El 16 de septiembre de 1955, el general retirado Eduardo Lonardi –hijo de un músico italiano y perteneciente a la rama de artillería– dirige en Córdoba un levantamiento militar que se extiende a Buenos Aires y a otras ciudades. El movimiento golpista contra el gobierno constitucional de Juan Domingo Perón recibe apoyo de la marina de guerra al mando del contralmirante Isaac Francisco Rojas. La flota naval bombardea Mar del Plata y amenaza con destruir la destilería de petróleo de La Plata.
Rojas ha descubierto su repentino antiperonismo después de la insurrección militar del 16 de junio de ese mismo año. Tres años antes, en mayo de 1952, el secretario general de la Confederación General del Trabajo, José Espejo, había realizado una visita a la base naval de Puerto Belgrano. El jefe de la instalación, el entonces capitán de navío Rojas, le entregó como obsequio la réplica de un mástil con las insignias de la marina de guerra y destacó la satisfacción que le producía la presencia de Espejo porque traía el saludo de los trabajadores. El oficial naval, que se definía como peronista y había sido edecán de Eva Duarte, brindó por Perón, Evita y la CGT. En sus épocas de asistente militar su servilismo llegaba al punto de ofrecerse para cuidar a los sobrinos de la Primera Dama.
Ni vencedores ni vencidos
El 19 de septiembre Perón ofrece su renuncia y se refugia durante pocos días en la embajada de Paraguay. De ahí, pasa a una cañonera de ese país anclada en Puerto Nuevo. Cuatro días después, Lonardi asume como presidente provisional de la autodenominada Revolución Libertadora con el lema Ni vencedores ni vencidos, y designa al contralmirante Rojas como vicepresidente. Lonardi, un militar retirado, recto y austero, carece de experiencia política pero tiene claro que su mandato deberá ser breve y buscar soluciones que no excluyan a los peronistas.

● **Entradas guardadas**
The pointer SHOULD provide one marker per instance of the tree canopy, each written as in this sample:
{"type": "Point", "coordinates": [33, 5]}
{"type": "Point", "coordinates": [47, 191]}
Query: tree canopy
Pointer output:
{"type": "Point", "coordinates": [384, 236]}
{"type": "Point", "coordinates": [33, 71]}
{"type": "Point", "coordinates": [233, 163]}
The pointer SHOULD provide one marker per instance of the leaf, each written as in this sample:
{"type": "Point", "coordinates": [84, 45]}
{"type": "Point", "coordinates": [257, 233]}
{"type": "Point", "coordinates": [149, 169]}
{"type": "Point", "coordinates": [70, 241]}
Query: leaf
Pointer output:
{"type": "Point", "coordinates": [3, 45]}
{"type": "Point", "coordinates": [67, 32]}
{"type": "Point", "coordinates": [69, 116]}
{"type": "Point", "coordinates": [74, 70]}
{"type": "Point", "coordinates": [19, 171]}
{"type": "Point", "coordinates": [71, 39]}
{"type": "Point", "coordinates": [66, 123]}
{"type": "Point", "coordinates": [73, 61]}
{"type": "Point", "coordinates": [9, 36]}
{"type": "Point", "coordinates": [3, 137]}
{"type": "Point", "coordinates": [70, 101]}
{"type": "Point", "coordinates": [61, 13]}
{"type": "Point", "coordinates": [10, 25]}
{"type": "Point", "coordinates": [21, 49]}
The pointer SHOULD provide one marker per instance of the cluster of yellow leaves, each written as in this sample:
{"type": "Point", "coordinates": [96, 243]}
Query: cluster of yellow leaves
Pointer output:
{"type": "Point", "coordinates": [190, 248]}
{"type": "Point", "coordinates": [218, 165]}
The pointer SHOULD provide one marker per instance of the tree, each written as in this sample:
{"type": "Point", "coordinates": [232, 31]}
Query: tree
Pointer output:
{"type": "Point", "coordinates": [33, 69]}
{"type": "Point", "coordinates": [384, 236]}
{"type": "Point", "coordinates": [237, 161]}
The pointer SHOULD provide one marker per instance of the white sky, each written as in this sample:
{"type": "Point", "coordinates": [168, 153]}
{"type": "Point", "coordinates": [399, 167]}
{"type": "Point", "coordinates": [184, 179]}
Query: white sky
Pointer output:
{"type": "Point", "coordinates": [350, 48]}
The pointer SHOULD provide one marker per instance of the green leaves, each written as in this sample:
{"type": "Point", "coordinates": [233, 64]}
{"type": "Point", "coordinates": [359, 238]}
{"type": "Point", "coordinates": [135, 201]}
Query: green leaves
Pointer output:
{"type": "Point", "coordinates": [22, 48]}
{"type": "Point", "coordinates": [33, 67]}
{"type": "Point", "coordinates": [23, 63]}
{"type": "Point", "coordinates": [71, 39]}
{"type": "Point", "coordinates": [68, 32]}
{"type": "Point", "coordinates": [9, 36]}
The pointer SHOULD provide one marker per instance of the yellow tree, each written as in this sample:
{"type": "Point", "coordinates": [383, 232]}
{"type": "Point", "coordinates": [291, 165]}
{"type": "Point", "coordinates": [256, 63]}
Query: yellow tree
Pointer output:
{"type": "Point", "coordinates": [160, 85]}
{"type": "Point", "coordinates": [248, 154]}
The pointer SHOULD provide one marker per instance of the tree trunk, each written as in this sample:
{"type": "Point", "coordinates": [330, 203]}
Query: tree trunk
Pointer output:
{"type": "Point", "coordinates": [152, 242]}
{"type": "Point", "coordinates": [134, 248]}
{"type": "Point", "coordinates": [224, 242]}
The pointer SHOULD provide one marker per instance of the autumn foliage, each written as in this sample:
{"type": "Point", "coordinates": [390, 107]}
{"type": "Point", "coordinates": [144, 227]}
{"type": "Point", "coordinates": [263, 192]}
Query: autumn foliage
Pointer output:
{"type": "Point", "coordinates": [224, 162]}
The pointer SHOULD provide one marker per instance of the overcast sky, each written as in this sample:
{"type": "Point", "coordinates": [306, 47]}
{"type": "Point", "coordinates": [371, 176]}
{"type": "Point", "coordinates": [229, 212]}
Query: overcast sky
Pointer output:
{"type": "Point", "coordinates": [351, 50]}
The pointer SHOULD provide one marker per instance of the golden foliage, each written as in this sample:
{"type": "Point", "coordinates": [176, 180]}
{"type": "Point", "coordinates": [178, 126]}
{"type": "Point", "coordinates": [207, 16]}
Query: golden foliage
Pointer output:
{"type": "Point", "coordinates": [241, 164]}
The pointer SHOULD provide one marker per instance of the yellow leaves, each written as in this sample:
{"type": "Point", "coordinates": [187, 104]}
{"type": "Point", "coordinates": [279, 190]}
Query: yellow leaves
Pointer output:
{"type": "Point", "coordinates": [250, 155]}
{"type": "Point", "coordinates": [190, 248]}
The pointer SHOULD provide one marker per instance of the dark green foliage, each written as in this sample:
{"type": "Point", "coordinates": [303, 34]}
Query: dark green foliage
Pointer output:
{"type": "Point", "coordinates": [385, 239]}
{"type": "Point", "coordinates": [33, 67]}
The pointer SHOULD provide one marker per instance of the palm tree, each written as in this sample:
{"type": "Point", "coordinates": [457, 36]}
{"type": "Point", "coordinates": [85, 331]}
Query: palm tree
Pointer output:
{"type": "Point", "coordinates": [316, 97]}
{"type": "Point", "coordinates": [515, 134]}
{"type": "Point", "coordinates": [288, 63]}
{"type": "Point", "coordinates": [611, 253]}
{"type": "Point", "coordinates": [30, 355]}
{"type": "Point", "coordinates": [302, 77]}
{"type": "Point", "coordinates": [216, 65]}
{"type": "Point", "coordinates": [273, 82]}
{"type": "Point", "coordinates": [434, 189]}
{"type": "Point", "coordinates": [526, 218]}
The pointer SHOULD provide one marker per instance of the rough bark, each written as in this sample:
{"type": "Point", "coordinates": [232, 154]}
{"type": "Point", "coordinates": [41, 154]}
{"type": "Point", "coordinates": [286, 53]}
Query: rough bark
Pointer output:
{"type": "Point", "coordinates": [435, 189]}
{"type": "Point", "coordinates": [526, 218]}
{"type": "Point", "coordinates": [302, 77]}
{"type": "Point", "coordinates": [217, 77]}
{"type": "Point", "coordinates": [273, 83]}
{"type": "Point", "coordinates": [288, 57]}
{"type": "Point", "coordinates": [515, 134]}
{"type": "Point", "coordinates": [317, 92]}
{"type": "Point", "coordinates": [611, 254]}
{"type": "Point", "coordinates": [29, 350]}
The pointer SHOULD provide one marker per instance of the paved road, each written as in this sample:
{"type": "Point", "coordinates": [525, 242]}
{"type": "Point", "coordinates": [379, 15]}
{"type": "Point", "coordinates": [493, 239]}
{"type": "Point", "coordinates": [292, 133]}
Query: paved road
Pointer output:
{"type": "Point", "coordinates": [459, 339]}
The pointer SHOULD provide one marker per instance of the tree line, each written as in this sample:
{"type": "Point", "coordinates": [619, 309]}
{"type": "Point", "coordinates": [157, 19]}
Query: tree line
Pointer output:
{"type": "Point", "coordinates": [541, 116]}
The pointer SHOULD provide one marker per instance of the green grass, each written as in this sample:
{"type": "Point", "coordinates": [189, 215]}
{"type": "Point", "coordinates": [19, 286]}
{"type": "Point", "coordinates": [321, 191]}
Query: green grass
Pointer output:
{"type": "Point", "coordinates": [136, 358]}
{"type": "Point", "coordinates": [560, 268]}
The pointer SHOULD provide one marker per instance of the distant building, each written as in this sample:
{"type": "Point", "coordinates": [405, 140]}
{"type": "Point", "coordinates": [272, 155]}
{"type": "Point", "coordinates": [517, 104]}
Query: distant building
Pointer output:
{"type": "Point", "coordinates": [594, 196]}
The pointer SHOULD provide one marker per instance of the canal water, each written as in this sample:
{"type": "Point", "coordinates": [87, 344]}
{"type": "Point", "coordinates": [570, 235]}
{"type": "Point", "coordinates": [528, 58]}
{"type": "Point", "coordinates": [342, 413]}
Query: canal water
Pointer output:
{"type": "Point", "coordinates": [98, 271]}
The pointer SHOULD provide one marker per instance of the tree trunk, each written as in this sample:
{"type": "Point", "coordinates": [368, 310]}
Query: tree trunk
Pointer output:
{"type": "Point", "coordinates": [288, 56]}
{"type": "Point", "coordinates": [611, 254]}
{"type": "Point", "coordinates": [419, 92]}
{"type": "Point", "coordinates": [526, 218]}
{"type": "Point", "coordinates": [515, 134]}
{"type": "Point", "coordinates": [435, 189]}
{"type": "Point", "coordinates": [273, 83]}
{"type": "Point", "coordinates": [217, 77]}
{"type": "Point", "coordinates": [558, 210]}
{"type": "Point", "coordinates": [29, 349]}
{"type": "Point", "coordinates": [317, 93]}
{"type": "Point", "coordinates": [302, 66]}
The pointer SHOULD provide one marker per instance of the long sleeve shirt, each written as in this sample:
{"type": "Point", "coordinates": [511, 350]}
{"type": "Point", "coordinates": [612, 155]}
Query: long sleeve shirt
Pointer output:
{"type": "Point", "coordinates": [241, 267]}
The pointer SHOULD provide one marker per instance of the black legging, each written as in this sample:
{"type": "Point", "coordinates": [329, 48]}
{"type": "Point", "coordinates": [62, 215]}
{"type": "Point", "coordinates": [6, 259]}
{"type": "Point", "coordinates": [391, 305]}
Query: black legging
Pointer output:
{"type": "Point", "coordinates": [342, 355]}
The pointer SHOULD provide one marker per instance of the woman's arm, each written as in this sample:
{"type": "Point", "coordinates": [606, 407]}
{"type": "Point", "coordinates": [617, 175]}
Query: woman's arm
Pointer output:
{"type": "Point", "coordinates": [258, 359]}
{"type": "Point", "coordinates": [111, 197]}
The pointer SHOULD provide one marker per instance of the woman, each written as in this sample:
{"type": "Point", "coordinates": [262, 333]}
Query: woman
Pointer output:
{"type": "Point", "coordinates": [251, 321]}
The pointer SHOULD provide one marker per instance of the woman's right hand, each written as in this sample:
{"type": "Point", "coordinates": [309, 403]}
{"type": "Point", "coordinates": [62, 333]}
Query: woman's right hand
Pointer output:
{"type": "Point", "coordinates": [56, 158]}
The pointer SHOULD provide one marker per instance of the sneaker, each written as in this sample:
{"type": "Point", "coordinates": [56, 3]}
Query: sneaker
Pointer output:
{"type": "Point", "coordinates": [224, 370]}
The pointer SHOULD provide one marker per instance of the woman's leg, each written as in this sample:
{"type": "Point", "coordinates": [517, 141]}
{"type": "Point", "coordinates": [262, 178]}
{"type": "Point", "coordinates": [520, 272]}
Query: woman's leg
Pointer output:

● **Tareas**
1 – Responde, por favor, estas preguntas sobre el fragmento:
(a) ¿En qué ciudad dirige Lonardi el levantamiento militar del 16 de septiembre de 1955?
(b) ¿Qué le entregó Rojas como obsequio a José Espejo en la base naval de Puerto Belgrano?
(c) ¿En qué embajada se refugia Perón tras ofrecer su renuncia?
2 – Reescribe el pasaje del fragmento que empieza con las palabras "El 16 de septiembre" y termina después de "de La Plata.", y cambia "Mar del Plata" por "Bahía Blanca".

● **Respuestas**
1 –
(a) En Córdoba.
(b) La réplica de un mástil con las insignias de la marina de guerra.
(c) En la embajada de Paraguay.

2 –
El 16 de septiembre de 1955, el general retirado Eduardo Lonardi –hijo de un músico italiano y perteneciente a la rama de artillería– dirige en Córdoba un levantamiento militar que se extiende a Buenos Aires y a otras ciudades. El movimiento golpista contra el gobierno constitucional de Juan Domingo Perón recibe apoyo de la marina de guerra al mando del contralmirante Isaac Francisco Rojas. La flota naval bombardea Bahía Blanca y amenaza con destruir la destilería de petróleo de La Plata.